━━━━━ WORKING DATA ━━━━━
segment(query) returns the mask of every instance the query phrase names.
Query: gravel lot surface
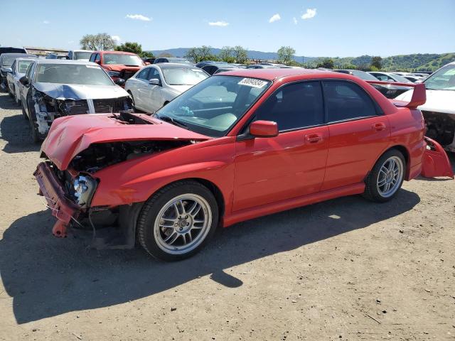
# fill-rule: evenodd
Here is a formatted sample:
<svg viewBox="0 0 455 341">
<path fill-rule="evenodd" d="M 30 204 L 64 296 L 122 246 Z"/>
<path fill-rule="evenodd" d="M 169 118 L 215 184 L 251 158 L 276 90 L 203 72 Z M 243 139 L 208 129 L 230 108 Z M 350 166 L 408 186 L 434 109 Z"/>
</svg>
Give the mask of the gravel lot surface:
<svg viewBox="0 0 455 341">
<path fill-rule="evenodd" d="M 28 126 L 0 94 L 1 340 L 455 338 L 451 180 L 237 224 L 166 264 L 53 237 Z"/>
</svg>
━━━━━
INSTRUCTIONS FOR THE TASK: Convert all the data above into a Markdown table with the columns Row and Text, one row for each line and blank lines skipped. Leave the pictures out.

EXPECTED ANSWER:
| Row | Text |
|---|---|
| 1 | segment(query) returns the mask of every instance the query phrase names. |
| 2 | Query: gravel lot surface |
| 3 | # fill-rule: evenodd |
| 4 | Here is a formatted sample: |
| 5 | <svg viewBox="0 0 455 341"> |
| 6 | <path fill-rule="evenodd" d="M 30 204 L 64 296 L 122 246 Z"/> |
| 7 | <path fill-rule="evenodd" d="M 169 118 L 215 184 L 251 158 L 276 90 L 203 72 Z M 243 139 L 208 129 L 230 108 Z M 350 166 L 408 186 L 434 109 Z"/> |
| 8 | </svg> |
| 9 | Give the mask of the gravel lot surface: |
| 10 | <svg viewBox="0 0 455 341"> |
| 11 | <path fill-rule="evenodd" d="M 28 126 L 0 94 L 1 340 L 455 338 L 451 180 L 237 224 L 166 264 L 53 237 Z"/> |
| 12 | </svg> |